[A block of data]
==*==

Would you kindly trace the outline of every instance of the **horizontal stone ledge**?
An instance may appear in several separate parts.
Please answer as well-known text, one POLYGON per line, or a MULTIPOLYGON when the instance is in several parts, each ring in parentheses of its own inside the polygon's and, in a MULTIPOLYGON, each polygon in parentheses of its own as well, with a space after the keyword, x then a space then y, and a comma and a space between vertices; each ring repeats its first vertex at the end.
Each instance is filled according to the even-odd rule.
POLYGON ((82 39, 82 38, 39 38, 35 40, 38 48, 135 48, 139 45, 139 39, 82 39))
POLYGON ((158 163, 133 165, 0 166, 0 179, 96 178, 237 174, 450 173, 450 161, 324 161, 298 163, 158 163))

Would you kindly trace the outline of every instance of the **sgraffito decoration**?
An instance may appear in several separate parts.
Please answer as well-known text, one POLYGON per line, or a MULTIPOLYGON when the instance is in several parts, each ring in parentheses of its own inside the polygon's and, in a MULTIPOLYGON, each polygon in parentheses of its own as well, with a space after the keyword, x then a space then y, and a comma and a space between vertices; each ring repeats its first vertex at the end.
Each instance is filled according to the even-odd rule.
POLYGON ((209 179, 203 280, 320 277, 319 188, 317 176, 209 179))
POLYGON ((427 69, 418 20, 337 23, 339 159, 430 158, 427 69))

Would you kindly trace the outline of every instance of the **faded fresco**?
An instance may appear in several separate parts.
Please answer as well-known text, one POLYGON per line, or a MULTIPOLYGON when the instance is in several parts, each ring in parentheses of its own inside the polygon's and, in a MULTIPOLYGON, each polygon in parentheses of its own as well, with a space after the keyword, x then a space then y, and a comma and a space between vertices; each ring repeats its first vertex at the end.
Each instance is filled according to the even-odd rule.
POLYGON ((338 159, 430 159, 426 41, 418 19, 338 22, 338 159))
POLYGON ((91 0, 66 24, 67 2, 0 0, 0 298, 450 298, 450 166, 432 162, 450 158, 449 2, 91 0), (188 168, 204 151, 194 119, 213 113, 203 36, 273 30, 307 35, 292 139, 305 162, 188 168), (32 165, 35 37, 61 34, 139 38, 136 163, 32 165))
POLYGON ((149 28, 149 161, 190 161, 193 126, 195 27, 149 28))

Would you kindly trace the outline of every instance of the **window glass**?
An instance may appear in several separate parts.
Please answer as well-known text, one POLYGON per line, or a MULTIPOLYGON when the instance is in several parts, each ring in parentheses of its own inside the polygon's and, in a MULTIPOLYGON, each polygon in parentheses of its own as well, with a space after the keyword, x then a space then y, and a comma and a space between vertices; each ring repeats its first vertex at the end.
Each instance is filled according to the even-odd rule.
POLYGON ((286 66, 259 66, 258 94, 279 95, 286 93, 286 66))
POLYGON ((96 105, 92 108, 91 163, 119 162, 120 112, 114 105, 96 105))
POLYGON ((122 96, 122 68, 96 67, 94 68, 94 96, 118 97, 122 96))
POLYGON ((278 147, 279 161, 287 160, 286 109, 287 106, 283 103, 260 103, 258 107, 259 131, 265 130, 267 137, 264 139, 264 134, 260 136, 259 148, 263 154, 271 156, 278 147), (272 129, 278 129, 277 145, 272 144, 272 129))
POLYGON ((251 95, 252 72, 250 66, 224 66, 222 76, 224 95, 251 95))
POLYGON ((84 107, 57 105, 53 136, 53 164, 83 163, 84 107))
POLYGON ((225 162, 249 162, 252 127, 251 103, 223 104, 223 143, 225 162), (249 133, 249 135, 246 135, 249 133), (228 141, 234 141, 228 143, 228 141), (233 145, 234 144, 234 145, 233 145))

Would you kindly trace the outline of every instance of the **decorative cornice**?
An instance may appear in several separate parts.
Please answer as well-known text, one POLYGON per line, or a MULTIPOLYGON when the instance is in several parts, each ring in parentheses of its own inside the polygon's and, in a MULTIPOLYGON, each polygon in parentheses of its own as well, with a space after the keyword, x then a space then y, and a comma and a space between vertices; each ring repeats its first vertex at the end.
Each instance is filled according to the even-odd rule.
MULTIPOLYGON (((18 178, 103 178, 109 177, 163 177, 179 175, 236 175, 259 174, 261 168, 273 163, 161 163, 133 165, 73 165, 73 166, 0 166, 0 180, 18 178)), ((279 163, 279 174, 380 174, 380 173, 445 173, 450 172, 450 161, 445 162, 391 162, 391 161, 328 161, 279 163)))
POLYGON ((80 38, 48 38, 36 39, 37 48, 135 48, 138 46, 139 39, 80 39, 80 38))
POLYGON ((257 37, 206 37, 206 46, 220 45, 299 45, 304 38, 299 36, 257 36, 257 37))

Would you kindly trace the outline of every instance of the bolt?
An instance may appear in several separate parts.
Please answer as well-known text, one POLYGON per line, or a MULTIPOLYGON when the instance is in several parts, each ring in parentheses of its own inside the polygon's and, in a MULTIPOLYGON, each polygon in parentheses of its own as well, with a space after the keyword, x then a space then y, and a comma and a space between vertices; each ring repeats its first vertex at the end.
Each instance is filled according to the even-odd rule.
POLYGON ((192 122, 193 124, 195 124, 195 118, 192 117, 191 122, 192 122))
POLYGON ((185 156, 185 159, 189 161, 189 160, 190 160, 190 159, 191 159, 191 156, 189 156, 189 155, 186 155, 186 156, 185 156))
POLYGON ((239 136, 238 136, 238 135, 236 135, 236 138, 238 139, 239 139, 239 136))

==*==

** Given request **
Render every line of the items above as a numbered list, omitting the blank lines.

** Answer to this task **
1. Would you kindly trace the outline of every instance of the **horizontal stone ledge**?
2. An instance may appear in several separate parts.
3. Please answer as well-known text, one POLYGON per line, or a MULTIPOLYGON when the instance is in several parts, each ring in parentheses of its own inside the polygon's and, in a MULTIPOLYGON, each polygon in parentheses of its own as well, with a space after the keyword, x then a space then y, and a comma and a space between vertices; each ring repeats its first vertex at the end.
4. Each instance is filled according to the even-odd rule.
5. POLYGON ((82 39, 82 38, 39 38, 35 40, 38 48, 135 48, 139 45, 139 39, 82 39))
6. POLYGON ((158 163, 133 165, 0 166, 0 179, 96 178, 237 174, 450 173, 450 161, 324 161, 298 163, 158 163))
7. Would you kindly trace the outline of every instance of the **sgraffito decoration**?
8. An instance may appear in several separate parts.
9. Please answer as well-known text, one POLYGON per line, or a MULTIPOLYGON when the instance is in several parts, each ring in parentheses of its own inside the polygon's and, in a MULTIPOLYGON, each polygon in parentheses of its own as well, with a space after the keyword, x then a space then y, and a comma and a space between vertices; each ring repeats its first vertex at the end.
10. Each instance is filled according to the even-odd rule.
11. POLYGON ((209 179, 203 280, 320 277, 319 188, 317 176, 209 179))
12. POLYGON ((427 69, 418 20, 337 23, 339 159, 430 158, 427 69))
13. Would you kindly trace the outline of every instance of the **faded fresco**?
14. An instance may appear in several separate parts.
15. Please answer as well-known text, one POLYGON per line, or a MULTIPOLYGON when the instance is in several parts, each ring in parentheses of its own inside the polygon's and, in a MULTIPOLYGON, each polygon in parentheses of its own as well, with a space after the keyword, x then a space then y, and a comma and a space between vertices; each ring repeats its first vertex at the end.
16. Each instance is filled according to the even-odd rule.
17. POLYGON ((338 159, 430 159, 426 41, 418 19, 338 22, 338 159))
18. POLYGON ((91 0, 66 24, 67 2, 0 0, 0 298, 450 298, 450 166, 432 162, 450 158, 449 2, 91 0), (188 168, 204 151, 194 119, 213 113, 203 36, 273 30, 307 35, 292 139, 305 162, 188 168), (32 165, 35 37, 61 34, 139 38, 136 163, 32 165))
19. POLYGON ((149 28, 149 161, 190 161, 193 126, 195 27, 149 28))
20. Would you kindly trace the outline of every instance of the **window glass**?
21. An instance may appear in several separate parts.
22. Please answer as well-known text, one POLYGON per line, or a MULTIPOLYGON when the instance is in several parts, each ring in parentheses of its own inside the polygon's and, in a MULTIPOLYGON, each polygon in parentheses of its own as well, with a space after the keyword, x then a space then y, and a comma and a space between vertices; each ring repeats its first vertex at the end.
23. Each instance is filled according to the even-odd rule.
24. POLYGON ((286 66, 259 66, 258 94, 279 95, 286 93, 286 66))
25. POLYGON ((96 105, 92 108, 91 163, 119 162, 120 112, 114 105, 96 105))
26. POLYGON ((122 96, 122 68, 96 67, 94 68, 94 96, 118 97, 122 96))
27. POLYGON ((278 147, 279 161, 287 160, 286 109, 287 106, 283 103, 260 103, 258 107, 259 131, 265 130, 267 137, 264 139, 264 134, 260 136, 259 148, 263 154, 271 156, 278 147), (272 129, 278 129, 277 145, 272 144, 272 129))
28. POLYGON ((251 95, 252 72, 250 66, 224 66, 222 76, 224 95, 251 95))
29. POLYGON ((84 107, 57 105, 53 136, 53 164, 83 163, 84 107))
30. POLYGON ((225 162, 249 162, 252 127, 251 103, 223 104, 223 143, 225 162), (249 133, 249 135, 246 135, 249 133), (228 141, 234 141, 228 143, 228 141), (233 145, 234 144, 234 145, 233 145))
31. Would you kindly trace the outline of every instance of the **decorative cornice**?
32. An instance may appear in several separate parts.
33. Please answer as well-known text, one POLYGON per line, or a MULTIPOLYGON when the instance is in several parts, each ring in parentheses of its own inside the polygon's and, in a MULTIPOLYGON, each polygon in parentheses of its own as well, with a space after the keyword, x then a space then y, and a comma and a space between vertices; each ring repeats its first vertex at the end.
34. Each instance is filled according to the even-odd rule.
35. MULTIPOLYGON (((18 178, 103 178, 109 177, 163 177, 179 175, 236 175, 259 174, 261 168, 273 163, 161 163, 133 165, 73 165, 73 166, 0 166, 0 180, 18 178)), ((279 163, 279 174, 380 174, 380 173, 445 173, 450 172, 450 161, 445 162, 391 162, 391 161, 328 161, 279 163)))
36. POLYGON ((80 38, 48 38, 36 39, 37 48, 135 48, 138 46, 139 39, 80 39, 80 38))
37. POLYGON ((257 37, 206 37, 206 46, 220 45, 299 45, 304 38, 299 36, 257 36, 257 37))
38. Would you kindly trace the outline of every instance of the bolt?
39. An instance may appear in several separate parts.
40. Please answer as well-known text, one POLYGON per line, or a MULTIPOLYGON when the instance is in several parts, each ring in parentheses of its own inside the polygon's and, in a MULTIPOLYGON, each polygon in parentheses of its own as well, with a space after the keyword, x then a space then y, and a comma and a space between vertices; each ring repeats its first vertex at the end.
41. Each instance is filled according to the even-odd rule.
42. POLYGON ((192 122, 193 124, 195 124, 195 118, 192 117, 191 122, 192 122))
43. POLYGON ((185 156, 185 159, 189 161, 189 160, 190 160, 190 159, 191 159, 191 156, 189 156, 189 155, 186 155, 186 156, 185 156))
44. POLYGON ((239 136, 238 136, 238 135, 236 135, 236 138, 238 139, 239 139, 239 136))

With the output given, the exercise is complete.